◆ **The request**
Rewrite the listing below, changing every "bounding box" to "rectangle" and leaving everything else as it is.
##########
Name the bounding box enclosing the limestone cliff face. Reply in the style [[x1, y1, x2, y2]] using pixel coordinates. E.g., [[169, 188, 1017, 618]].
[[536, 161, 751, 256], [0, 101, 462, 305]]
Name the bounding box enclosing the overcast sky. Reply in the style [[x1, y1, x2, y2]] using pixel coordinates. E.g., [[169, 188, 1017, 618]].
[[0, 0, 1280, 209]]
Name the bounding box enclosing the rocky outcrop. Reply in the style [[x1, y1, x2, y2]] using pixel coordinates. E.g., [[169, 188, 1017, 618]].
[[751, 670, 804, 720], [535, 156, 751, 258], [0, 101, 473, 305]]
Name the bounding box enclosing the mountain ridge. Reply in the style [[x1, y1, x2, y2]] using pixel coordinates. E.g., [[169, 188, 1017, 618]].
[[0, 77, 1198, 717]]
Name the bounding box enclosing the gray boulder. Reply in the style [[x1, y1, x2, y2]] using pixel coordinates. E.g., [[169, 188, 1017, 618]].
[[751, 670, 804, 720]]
##########
◆ **Task solution**
Name the rectangle enclosing the limestone cliff face. Reply in the style [[x1, y1, x2, y2]] using pixel coordinates. E.g., [[169, 188, 1017, 618]].
[[536, 161, 751, 256], [0, 101, 462, 305]]
Name the rectangle enclosing the overcast sky. Reply in the style [[x1, y1, x2, y2]] using pixel coordinates. E.g., [[169, 188, 1017, 618]].
[[0, 0, 1280, 209]]
Name the rectangle enclosing the rocky outcrop. Reply in the style [[x1, y1, x2, y2]] using pixel coordinates. E.g., [[169, 188, 1017, 618]].
[[751, 670, 804, 720], [535, 156, 751, 258], [0, 101, 473, 305]]
Name the rectangle enclosing the mountain ridge. Reply in the style [[x1, y1, x2, y2]] using pixel coordinates. E.g., [[169, 188, 1017, 618]].
[[0, 77, 1198, 717]]
Name the rectangle enclosing the gray boulder. Reply in the style [[x1, y1, x2, y2]] using pixel coordinates. E.g., [[169, 188, 1017, 618]].
[[751, 670, 804, 720]]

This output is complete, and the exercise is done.